What is needed: Extract every line of the entries that contains the string "sign".

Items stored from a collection
******************************
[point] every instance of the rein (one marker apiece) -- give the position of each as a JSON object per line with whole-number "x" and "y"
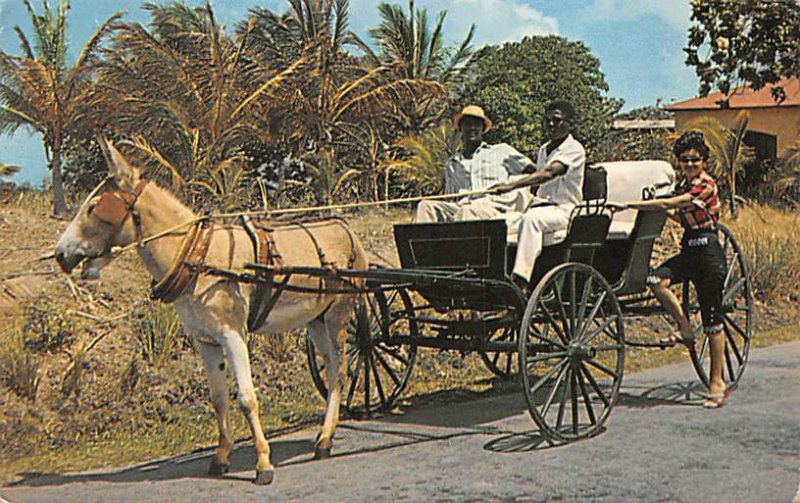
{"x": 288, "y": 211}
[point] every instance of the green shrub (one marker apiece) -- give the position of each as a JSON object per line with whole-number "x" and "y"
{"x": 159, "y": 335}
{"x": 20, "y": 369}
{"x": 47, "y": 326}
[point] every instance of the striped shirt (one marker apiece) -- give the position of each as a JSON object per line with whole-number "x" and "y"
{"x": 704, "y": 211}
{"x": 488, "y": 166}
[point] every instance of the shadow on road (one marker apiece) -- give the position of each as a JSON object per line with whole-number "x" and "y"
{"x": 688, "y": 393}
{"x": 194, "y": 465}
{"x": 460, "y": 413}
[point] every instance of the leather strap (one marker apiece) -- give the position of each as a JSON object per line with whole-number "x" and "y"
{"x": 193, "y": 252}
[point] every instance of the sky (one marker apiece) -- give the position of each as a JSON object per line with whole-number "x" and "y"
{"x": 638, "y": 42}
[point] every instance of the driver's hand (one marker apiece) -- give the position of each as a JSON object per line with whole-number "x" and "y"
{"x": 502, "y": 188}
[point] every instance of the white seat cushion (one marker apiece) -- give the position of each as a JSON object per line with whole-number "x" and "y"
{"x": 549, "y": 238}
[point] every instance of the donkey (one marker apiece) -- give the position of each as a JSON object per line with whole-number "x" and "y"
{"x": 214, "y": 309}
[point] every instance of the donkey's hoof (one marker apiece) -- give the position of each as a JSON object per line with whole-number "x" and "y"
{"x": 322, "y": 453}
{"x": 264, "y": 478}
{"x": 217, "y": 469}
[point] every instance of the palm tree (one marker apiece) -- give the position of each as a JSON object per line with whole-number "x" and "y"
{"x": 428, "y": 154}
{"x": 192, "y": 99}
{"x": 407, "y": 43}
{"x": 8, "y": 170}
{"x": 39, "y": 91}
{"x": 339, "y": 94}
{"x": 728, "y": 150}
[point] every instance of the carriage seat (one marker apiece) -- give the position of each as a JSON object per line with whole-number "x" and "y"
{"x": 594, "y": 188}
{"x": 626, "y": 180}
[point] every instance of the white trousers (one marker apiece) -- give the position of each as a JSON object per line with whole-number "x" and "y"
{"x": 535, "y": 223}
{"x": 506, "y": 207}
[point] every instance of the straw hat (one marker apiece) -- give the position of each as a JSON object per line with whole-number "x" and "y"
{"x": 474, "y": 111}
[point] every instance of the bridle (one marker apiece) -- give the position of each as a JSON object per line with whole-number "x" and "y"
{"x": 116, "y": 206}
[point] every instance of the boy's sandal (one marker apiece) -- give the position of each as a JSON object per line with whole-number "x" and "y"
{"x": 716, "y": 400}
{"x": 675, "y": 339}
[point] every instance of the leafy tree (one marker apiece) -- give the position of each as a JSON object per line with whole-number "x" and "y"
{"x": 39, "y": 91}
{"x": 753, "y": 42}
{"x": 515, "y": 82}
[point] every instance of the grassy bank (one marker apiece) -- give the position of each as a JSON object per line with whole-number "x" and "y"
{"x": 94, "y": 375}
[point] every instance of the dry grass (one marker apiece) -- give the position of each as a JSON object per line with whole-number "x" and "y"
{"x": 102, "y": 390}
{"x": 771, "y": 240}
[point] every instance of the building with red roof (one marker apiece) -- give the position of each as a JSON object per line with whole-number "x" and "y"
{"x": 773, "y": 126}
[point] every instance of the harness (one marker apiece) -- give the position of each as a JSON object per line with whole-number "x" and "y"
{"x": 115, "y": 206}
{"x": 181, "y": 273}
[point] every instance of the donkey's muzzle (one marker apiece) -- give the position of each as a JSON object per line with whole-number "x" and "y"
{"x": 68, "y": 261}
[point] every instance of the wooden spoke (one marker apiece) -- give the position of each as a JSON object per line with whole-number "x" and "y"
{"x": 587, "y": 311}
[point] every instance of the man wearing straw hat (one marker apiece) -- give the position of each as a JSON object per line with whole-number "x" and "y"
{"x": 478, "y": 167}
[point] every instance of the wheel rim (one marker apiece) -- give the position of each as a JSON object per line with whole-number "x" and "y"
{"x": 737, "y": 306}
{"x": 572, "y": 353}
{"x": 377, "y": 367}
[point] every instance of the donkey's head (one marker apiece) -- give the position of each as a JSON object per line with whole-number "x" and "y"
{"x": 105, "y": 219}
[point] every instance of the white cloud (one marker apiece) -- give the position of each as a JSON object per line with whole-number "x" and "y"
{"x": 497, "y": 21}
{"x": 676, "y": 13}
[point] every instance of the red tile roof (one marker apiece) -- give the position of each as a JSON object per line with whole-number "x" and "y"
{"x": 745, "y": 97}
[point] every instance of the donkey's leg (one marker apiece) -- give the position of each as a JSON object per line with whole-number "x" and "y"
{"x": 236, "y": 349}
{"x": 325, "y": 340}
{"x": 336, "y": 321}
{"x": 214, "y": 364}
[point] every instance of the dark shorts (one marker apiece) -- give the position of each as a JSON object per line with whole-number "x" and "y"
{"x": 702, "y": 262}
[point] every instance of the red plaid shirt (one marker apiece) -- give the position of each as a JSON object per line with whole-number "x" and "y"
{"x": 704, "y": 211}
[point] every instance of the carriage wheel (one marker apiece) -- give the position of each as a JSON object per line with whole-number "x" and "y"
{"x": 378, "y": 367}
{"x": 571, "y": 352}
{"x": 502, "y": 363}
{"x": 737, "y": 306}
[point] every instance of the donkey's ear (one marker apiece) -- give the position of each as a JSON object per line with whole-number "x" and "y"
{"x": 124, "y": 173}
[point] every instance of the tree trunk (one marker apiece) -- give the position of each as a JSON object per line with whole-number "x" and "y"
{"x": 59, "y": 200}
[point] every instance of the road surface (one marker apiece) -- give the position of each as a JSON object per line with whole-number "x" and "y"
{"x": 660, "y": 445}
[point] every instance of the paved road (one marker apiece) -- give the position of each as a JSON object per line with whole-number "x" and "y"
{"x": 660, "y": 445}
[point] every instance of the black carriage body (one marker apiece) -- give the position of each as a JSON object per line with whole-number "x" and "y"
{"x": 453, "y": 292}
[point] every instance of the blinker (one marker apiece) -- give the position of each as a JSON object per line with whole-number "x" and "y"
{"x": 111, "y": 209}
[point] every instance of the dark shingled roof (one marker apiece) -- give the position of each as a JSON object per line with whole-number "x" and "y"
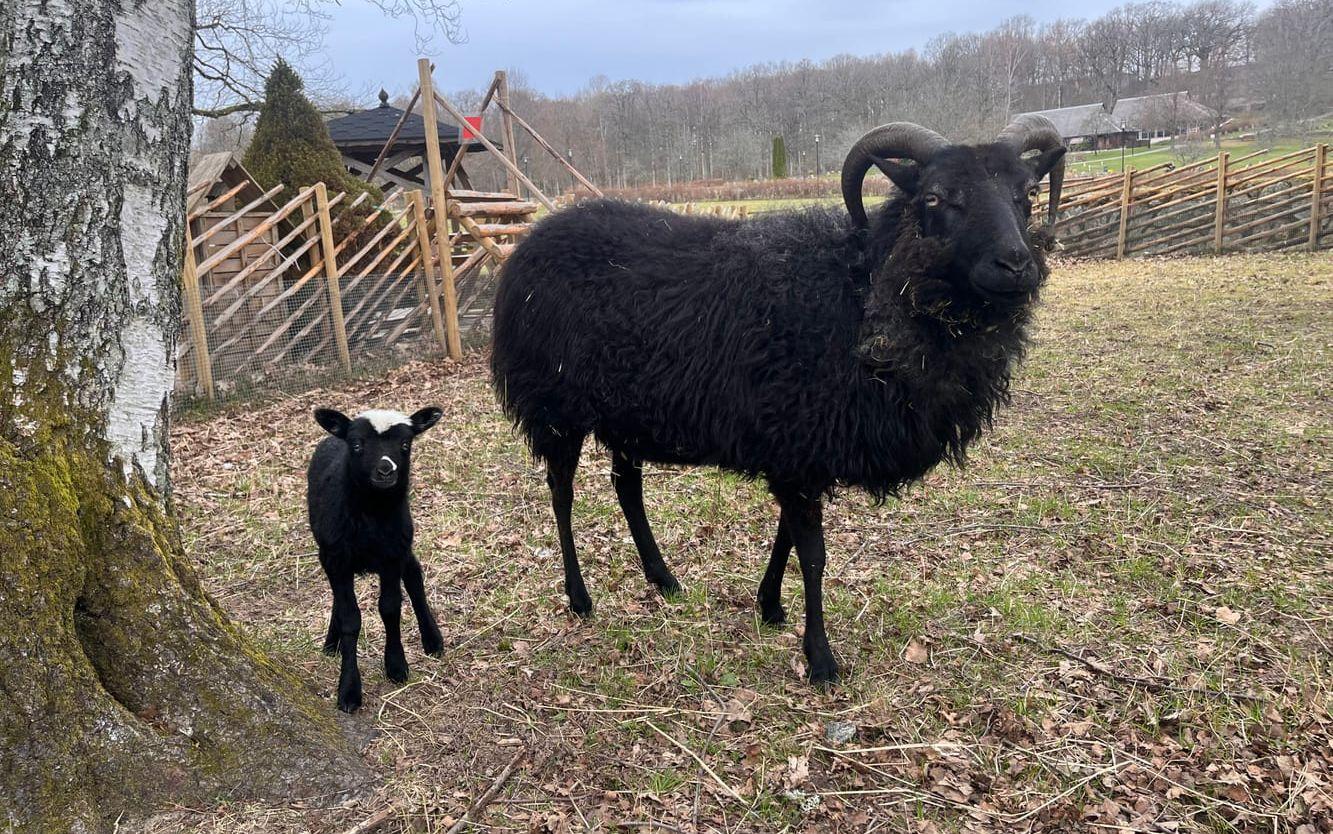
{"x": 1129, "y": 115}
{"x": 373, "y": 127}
******************************
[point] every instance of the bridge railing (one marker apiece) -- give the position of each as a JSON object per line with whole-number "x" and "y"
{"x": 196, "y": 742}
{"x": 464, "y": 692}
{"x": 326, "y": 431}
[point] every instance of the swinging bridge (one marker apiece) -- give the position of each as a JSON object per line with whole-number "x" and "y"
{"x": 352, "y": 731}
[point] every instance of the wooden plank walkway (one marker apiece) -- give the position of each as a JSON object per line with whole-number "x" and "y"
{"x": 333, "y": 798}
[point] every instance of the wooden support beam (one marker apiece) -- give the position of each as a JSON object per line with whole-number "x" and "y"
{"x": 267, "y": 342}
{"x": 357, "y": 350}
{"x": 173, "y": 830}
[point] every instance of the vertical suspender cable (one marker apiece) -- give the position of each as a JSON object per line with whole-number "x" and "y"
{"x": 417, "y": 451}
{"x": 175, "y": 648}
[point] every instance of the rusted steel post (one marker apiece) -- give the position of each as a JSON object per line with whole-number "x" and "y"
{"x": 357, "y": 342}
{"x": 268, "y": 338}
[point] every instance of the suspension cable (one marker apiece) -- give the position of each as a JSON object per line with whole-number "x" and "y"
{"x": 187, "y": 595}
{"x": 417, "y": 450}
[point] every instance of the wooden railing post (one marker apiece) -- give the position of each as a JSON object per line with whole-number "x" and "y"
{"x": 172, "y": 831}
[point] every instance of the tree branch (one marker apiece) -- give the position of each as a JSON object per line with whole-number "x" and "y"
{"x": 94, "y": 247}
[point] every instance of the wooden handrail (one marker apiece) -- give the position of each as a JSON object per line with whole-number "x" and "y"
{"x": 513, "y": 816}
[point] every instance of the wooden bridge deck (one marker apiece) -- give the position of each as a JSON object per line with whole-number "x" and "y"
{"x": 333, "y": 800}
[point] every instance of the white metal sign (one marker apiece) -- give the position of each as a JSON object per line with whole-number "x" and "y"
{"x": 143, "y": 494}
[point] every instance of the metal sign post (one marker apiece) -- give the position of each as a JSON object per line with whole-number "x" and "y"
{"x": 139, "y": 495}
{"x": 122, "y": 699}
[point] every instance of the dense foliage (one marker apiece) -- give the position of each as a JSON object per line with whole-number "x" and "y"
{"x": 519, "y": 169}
******************************
Output of the task:
[point] every instance of the white metal sign (one marker apiece) -- give the position of each as a JSON object per line with whole-number "x" and "y"
[point] every instance of the metal sign post (one marker apiece) -- give the position of each as a JSON object per line with whole-number "x" and "y"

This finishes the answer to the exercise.